Write out every line of the data below word for word, leaving out the pictures.

· · · · ·

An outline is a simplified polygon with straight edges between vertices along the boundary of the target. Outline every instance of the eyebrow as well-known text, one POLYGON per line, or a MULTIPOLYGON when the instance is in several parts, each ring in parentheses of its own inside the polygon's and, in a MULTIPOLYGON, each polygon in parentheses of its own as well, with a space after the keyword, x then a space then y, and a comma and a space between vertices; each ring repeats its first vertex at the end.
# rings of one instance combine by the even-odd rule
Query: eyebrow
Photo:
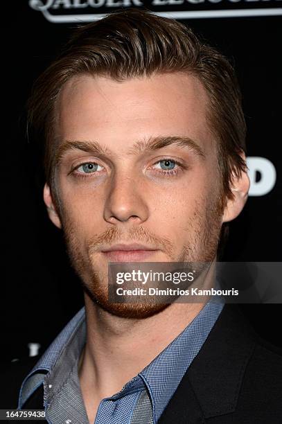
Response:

· · · · ·

## Response to the task:
An outline is a simplified polygon with straight edges between vertices along the boundary of the target. Outline every instance of the eyebrow as well-known text, one POLYGON per line, or a MULTIPOLYGON when the instance is in several parts, each ring in parentheses of its own inside the polygon's and, in a MULTIPOLYGON, each polygon in parentheses of its own as well, with a space after the keyword, x then a space then y, and a comma and a space between vertices; each ring repeats its first vertex at the end.
# rings of one instance combine by the even-odd rule
Query: eyebrow
Photo:
Response:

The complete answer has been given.